- **Goal**:
Below are records to be output exactly, every one of them.

- **Data entries**:
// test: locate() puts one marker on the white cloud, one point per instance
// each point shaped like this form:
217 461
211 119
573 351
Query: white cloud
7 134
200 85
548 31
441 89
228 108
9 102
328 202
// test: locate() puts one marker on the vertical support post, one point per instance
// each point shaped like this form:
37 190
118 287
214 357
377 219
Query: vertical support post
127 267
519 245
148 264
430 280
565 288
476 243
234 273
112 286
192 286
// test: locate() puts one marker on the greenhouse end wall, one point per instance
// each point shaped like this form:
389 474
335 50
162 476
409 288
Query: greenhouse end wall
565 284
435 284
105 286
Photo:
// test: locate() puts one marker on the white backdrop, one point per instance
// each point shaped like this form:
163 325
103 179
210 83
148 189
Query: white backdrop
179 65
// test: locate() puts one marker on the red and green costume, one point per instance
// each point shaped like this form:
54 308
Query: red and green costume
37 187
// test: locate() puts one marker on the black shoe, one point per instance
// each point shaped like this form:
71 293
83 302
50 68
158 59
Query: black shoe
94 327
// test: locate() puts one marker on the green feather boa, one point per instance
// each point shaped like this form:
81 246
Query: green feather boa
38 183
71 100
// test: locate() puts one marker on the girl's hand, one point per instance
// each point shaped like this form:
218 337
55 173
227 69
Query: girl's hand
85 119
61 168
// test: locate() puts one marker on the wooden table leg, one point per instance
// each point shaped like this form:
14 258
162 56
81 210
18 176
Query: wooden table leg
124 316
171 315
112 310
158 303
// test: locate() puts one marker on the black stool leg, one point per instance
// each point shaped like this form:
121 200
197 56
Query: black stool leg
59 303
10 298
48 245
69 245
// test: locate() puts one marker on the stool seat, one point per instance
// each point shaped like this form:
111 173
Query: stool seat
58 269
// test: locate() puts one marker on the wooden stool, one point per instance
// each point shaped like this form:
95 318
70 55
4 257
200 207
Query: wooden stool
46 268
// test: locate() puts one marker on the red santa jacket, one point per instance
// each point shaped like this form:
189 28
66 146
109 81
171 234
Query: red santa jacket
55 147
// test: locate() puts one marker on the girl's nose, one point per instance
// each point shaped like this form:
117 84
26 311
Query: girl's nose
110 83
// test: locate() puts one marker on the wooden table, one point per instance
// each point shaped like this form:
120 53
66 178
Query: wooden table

- **Response to the exercise**:
// test: locate() puts one marker on the white cloud, one point per instance
// each point shaped like this form:
217 461
211 119
573 351
Query: white cloud
7 134
200 85
548 31
441 89
228 108
9 102
328 202
// test: locate() puts one marker on the vertical support post, one point per instance
// each point shaped like this form:
37 190
118 287
214 357
377 219
Query: vertical support post
127 267
519 245
148 264
430 280
565 288
476 243
234 273
112 286
192 286
// test: locate() puts one marker on the greenhouse end wall, one point per instance
// each point shaped like this form:
389 474
335 50
162 476
409 288
Query: greenhouse end wall
565 284
435 284
105 286
Photo:
// test: locate() puts one marker on the white backdrop, one point per instance
// each point shaped like this form:
163 325
103 179
210 83
148 189
Query: white backdrop
179 65
// test: locate() puts one marker on the red and green costume, one point per instance
// each point shaped like this form:
54 308
Query: red and green costume
37 187
// test: locate() puts one marker on the black shoe, one point per instance
// each point shaped like this form:
71 293
83 302
50 68
158 59
Query: black shoe
94 327
// test: locate() puts one marker on the green feather boa, one point per instance
// each point shaped like this form:
81 246
Query: green feather boa
38 183
71 100
// test: locate() puts one marker on the girl's hand, one point per instance
// each point shaped like this form:
218 337
55 173
227 69
Query: girl's hand
85 119
61 168
// test: locate() puts one marker on the wooden table leg, one point per instance
// each point shaped like this form:
14 258
162 56
81 210
18 176
Query: wooden table leg
124 316
171 315
112 310
158 303
// test: locate() puts one marker on the black stool leg, one point per instance
// each point shaped like this form:
121 200
197 56
Query: black stool leg
59 303
10 298
48 245
69 245
// test: locate() puts one marker on the stool seat, one point per instance
// each point shaped like this form:
111 173
Query: stool seat
58 269
// test: locate() puts one marker on the wooden stool, one point per instance
// each point shaped like this form:
95 318
70 55
4 257
200 207
Query: wooden stool
46 268
// test: locate() puts one marker on the red santa jacket, one point per instance
// each point shaped like this form:
189 28
66 146
109 81
171 234
Query: red santa jacket
55 147
// test: locate() puts one marker on the girl's nose, one point per instance
// each point shaped like this form:
117 84
26 311
Query: girl's nose
110 83
// test: locate() puts one marker on the wooden table, one point per instance
// each point shaped like this form:
120 53
66 178
Query: wooden table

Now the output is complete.